§ **Required work**:
(a) Rewrite the Hovevei Zion text from "Since the first" to "Land of Israel.", swapping "diaspora" for "exile".
(b) According to the Hovevei Zion text, what prompted the founding of these organizations in 1881?
Top of Quoted passage
Hovevei Zion (, lit. [Those who are] Lovers of Zion), also known as Hibbat Zion (), refers to a variety of organizations which were founded in 1881 in response to the Anti-Jewish pogroms in the Russian Empire and were officially constituted as a group at a conference led by Leon Pinsker in 1884.

The organizations are now considered the forerunners and foundation-builders of modern Zionism. Many of the first groups were established in Eastern European countries in the early 1880s with the aim to promote Jewish immigration to Palestine, and advance Jewish settlement there, particularly agricultural. Most of them stayed away from politics.

History

Since the first centuries of the Common Era most Jews had lived outside Palestine, although there had been a constant presence of Jews there as well. According to the Bible and Judaism, Eretz Israel was promised to the Jews by God. The Jewish diaspora began in 586 BCE during the Babylonian occupation of the Land of Israel.

In 1850, Palestine had about 350,000 inhabitants. Roughly 85% were Muslims, 11% were Christians and 4% Jews.
Bottom of Quoted passage
Top of Data listing
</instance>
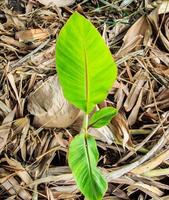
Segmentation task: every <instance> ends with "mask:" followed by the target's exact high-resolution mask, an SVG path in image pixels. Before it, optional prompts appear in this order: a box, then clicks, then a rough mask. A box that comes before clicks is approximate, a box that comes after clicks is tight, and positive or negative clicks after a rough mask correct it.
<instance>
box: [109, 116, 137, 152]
mask: <svg viewBox="0 0 169 200" xmlns="http://www.w3.org/2000/svg"><path fill="white" fill-rule="evenodd" d="M109 126H110V128H111V130H112V132H113V134H114V136H115V138H116V141H117V142H118V143H120V144H122V145H123V148H125V147H127V148H129V149H130V148H132V147H133V143H132V141H131V137H130V134H129V128H128V124H127V120H126V119H125V118H124V116H123V115H122V114H121V113H120V112H119V113H118V114H117V115H116V116H115V117H113V119H112V121H111V124H110V125H109Z"/></svg>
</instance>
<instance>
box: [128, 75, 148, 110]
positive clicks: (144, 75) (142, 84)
Bottom of Data listing
§ **Set of answers**:
(a)
Since the first centuries of the Common Era most Jews had lived outside Palestine, although there had been a constant presence of Jews there as well. According to the Bible and Judaism, Eretz Israel was promised to the Jews by God. The Jewish exile began in 586 BCE during the Babylonian occupation of the Land of Israel.

(b) They were founded in response to the Anti-Jewish pogroms in the Russian Empire.